Supplied records:
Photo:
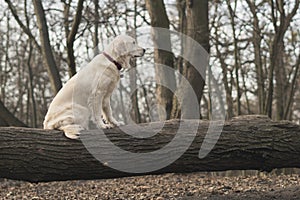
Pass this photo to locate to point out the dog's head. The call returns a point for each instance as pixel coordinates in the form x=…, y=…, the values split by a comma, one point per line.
x=124, y=48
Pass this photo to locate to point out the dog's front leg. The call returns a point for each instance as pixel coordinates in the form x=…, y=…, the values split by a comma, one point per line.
x=107, y=112
x=97, y=111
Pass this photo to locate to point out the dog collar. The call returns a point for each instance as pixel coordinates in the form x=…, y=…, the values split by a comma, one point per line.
x=118, y=65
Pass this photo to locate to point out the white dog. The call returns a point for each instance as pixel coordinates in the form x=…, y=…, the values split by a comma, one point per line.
x=86, y=96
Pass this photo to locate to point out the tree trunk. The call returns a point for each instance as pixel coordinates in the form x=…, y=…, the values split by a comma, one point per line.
x=247, y=142
x=48, y=57
x=257, y=38
x=7, y=118
x=70, y=34
x=198, y=31
x=276, y=58
x=159, y=18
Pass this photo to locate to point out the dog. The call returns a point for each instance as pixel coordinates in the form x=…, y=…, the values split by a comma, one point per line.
x=86, y=96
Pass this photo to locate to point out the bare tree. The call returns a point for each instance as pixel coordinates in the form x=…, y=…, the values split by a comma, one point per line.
x=281, y=21
x=159, y=18
x=71, y=32
x=48, y=57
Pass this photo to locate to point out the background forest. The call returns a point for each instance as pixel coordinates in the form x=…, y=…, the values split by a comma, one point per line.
x=255, y=45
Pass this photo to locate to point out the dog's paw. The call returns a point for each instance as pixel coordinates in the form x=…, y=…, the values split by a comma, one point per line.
x=116, y=123
x=72, y=131
x=72, y=135
x=107, y=126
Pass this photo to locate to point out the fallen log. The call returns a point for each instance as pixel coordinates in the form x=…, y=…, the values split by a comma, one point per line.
x=246, y=142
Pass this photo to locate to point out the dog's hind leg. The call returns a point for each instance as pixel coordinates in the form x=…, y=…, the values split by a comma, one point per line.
x=72, y=131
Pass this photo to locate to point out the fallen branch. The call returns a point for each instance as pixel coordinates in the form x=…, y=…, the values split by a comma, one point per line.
x=247, y=142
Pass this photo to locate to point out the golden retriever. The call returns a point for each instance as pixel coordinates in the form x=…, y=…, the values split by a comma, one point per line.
x=86, y=96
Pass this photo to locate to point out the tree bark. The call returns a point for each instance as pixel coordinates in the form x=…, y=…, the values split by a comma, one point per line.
x=198, y=31
x=276, y=58
x=48, y=56
x=247, y=142
x=164, y=78
x=71, y=34
x=7, y=118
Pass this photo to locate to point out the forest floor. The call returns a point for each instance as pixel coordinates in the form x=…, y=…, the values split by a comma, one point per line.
x=168, y=186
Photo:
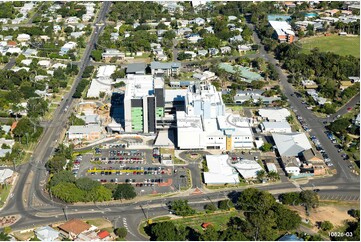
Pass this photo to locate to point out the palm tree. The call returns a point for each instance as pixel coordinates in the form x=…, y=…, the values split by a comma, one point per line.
x=4, y=237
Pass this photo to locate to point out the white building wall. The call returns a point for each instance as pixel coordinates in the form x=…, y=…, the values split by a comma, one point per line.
x=191, y=139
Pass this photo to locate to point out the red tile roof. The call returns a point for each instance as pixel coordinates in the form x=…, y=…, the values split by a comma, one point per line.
x=103, y=234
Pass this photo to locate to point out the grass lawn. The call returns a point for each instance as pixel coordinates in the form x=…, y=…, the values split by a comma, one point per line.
x=218, y=220
x=340, y=45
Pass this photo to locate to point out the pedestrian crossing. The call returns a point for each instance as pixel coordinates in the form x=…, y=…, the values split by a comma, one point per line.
x=340, y=197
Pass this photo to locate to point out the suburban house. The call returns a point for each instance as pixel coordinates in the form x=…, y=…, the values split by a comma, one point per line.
x=88, y=132
x=168, y=69
x=312, y=156
x=276, y=127
x=282, y=31
x=136, y=68
x=291, y=165
x=66, y=47
x=46, y=233
x=112, y=53
x=309, y=84
x=23, y=37
x=73, y=228
x=273, y=114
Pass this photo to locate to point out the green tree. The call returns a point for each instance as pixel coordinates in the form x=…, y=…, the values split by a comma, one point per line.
x=326, y=225
x=166, y=231
x=4, y=237
x=181, y=208
x=121, y=232
x=124, y=191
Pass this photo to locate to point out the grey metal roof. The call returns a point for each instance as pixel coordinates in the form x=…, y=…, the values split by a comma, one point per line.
x=167, y=65
x=136, y=67
x=291, y=144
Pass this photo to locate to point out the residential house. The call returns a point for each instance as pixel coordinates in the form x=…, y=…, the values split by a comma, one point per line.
x=169, y=68
x=23, y=37
x=282, y=31
x=66, y=47
x=237, y=38
x=202, y=52
x=114, y=36
x=209, y=29
x=291, y=144
x=194, y=38
x=273, y=114
x=59, y=65
x=182, y=23
x=46, y=233
x=184, y=31
x=77, y=35
x=87, y=132
x=112, y=53
x=213, y=51
x=291, y=165
x=136, y=68
x=198, y=21
x=309, y=84
x=312, y=156
x=73, y=228
x=226, y=50
x=276, y=127
x=44, y=63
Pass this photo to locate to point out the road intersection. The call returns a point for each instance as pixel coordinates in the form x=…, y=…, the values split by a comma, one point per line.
x=344, y=185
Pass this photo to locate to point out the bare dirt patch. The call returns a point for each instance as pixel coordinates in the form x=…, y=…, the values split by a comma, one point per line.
x=335, y=213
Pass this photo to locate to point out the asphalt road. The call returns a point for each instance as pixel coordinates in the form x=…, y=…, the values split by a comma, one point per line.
x=344, y=184
x=314, y=123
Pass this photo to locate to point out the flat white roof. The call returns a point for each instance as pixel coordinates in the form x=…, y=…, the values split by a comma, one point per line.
x=188, y=122
x=138, y=86
x=171, y=95
x=220, y=172
x=282, y=27
x=106, y=71
x=248, y=168
x=274, y=114
x=276, y=125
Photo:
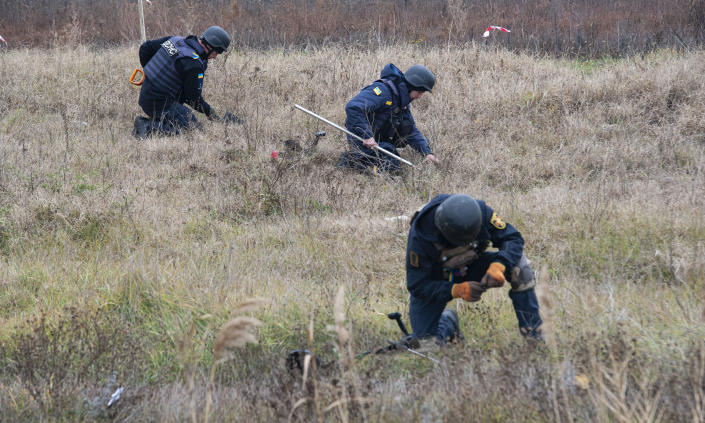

What to produce: Switch every "pixel coordinates" in the data above to "image coordinates" and write the data out again with nothing else changed. Leave the pictures out of your answer.

Result:
Photo:
Pass this photo to locate to point out the dog's head. The call returns a point for each instance as image coordinates in the form x=…, y=…, the values split by a comma, one point per line.
x=124, y=48
Pass this photo to locate to point out the dog's front leg. The call returns a point for each instance as image coordinates in the form x=…, y=…, the values split by a comma, one point per line.
x=107, y=112
x=97, y=111
Pass this photo to locate to point out the dog collar. The call returns a point for each instance as image coordinates in the form x=…, y=…, the values split by a comma, one point per line.
x=118, y=65
Pass this photo to locate to point out the white dog. The call returns a point for each instance as image coordinates in the form x=…, y=…, the values split by a comma, one point per line.
x=86, y=96
Pass this photo to locate to point out the tree trunk. The call returns a point for each instance as image coordinates in the form x=…, y=…, the values split by a comma, one point per line.
x=247, y=142
x=48, y=57
x=257, y=38
x=7, y=118
x=70, y=34
x=198, y=31
x=276, y=58
x=159, y=18
Pass this photo to locate to point out the dog. The call returns a point for each instance as image coordinates in the form x=…, y=…, the values split by a comma, one point per line.
x=86, y=96
Pass this photo to locate to point out the bare tree. The call returns a point for each instance as image coordinates in the form x=…, y=…, the values split by a comma, one point per line.
x=281, y=21
x=159, y=18
x=71, y=32
x=48, y=57
Pass this photo to locate to point out the background forest. The call returns a point for each instance as image coordinates in the form x=…, y=…, the values split by a comma, one point per line.
x=255, y=45
Pass this photo to locate to point out the dog's paw. The call returns a point for each instance as image coordinates in the form x=…, y=…, the values split by a comma, one point per line.
x=116, y=123
x=72, y=131
x=72, y=135
x=107, y=126
Pass this photo to locate to point out the fallen log. The call returns a point for each instance as image coordinates in the form x=…, y=…, the values split by a comma, one point per line.
x=246, y=142
Pass this photo to locate to point out the dog's hind leg. The call returns a point for each instance as image coordinates in the form x=…, y=…, the values split by a comma, one point per line.
x=72, y=131
Pass this photo to locate to point out the fallen branch. The call returns a point for each instance as image coordinates in the form x=…, y=…, the values split by a comma, one point per line.
x=247, y=142
Pass this photo to locate to point out the golden retriever. The call returns a point for each instance as image coordinates in the form x=…, y=…, the values split by a comma, one point per line.
x=86, y=96
Pass this photo to locate to point out the tree bark. The call returns a point for each instance as image coordinates in the form x=…, y=…, the values split by a comma, one point per line.
x=198, y=31
x=276, y=58
x=48, y=56
x=247, y=142
x=164, y=78
x=71, y=34
x=7, y=118
Pass this photo to locate to point out the forest floor. The call returns a point for each instance as image coordinates in the form x=…, y=…, the values split by a comma, one point per line.
x=168, y=186
Photo:
Pass this photo to locate to point out the palm tree. The call returns a point for each instance as image coordinates in the form x=…, y=…, the values split by a comma, one point per line.
x=4, y=237
Pass this photo to locate to point out the white building wall. The call returns a point for each instance as image coordinates in the form x=…, y=…, the values split by a comma, one point per line.
x=191, y=139
Pass this photo to locate to point out the red tile roof. The call returns a point for each instance as image coordinates in the form x=…, y=…, the values split by a comma, one point per line.
x=103, y=234
Pass this photo to locate to point out the grass lawn. The call returns a point for each instance as image coordinates in the form x=…, y=…, the values split by a comma, one point per line.
x=218, y=220
x=340, y=45
Pass this photo to locate to point out the pedestrian crossing. The call returns a point for each instance as image coordinates in the form x=…, y=…, the values split by a comma, one point per line.
x=340, y=197
Pass this photo to locate to point out the suburban house. The call returns a point for each instance as image coordinates in the form x=…, y=…, the values split by a comma, one point per line.
x=88, y=132
x=168, y=69
x=312, y=156
x=276, y=127
x=282, y=31
x=136, y=68
x=291, y=165
x=66, y=47
x=46, y=233
x=112, y=53
x=309, y=84
x=23, y=37
x=73, y=228
x=273, y=114
Pass this photo to locate to point out the green tree. The call returns a point for each instance as image coordinates in the form x=…, y=…, the values split by a comma, one point per line.
x=326, y=225
x=166, y=231
x=4, y=237
x=181, y=208
x=121, y=232
x=124, y=191
Pass this photo to locate to point out the grey metal roof. The call returns a point for each instance as image coordinates in the form x=…, y=…, the values split by a comma, one point per line.
x=167, y=65
x=136, y=67
x=291, y=144
Pass this photo to locate to point out the residential house. The call returns a point for each instance as image coordinates in the form x=…, y=…, the values split by a comma, one point per line.
x=169, y=68
x=23, y=37
x=282, y=31
x=66, y=47
x=237, y=38
x=202, y=52
x=114, y=36
x=209, y=29
x=291, y=144
x=194, y=38
x=273, y=114
x=59, y=65
x=182, y=23
x=46, y=233
x=184, y=31
x=77, y=35
x=87, y=132
x=112, y=53
x=213, y=51
x=291, y=165
x=136, y=68
x=198, y=21
x=309, y=84
x=312, y=156
x=73, y=228
x=226, y=50
x=276, y=127
x=44, y=63
Pass this photo to locate to point out the road intersection. The call returns a point for each instance as image coordinates in the form x=…, y=…, the values split by a comma, one point per line.
x=344, y=185
Pass this photo to locate to point out the bare dirt patch. The call returns a point for each instance as image coordinates in the form x=…, y=…, the values split by a comma, one point per line.
x=335, y=213
Pass this photo to locate to point out the asphalt road. The call returns a point for each instance as image coordinates in the form x=…, y=…, the values split by a comma, one point per line.
x=344, y=184
x=314, y=123
Pass this photo to locate to point out the flat white roof. The call returns a point for each instance as image coordinates in the form x=…, y=…, the values split by a comma, one point per line.
x=188, y=122
x=138, y=86
x=171, y=95
x=220, y=172
x=282, y=27
x=106, y=71
x=248, y=168
x=274, y=114
x=276, y=125
Photo:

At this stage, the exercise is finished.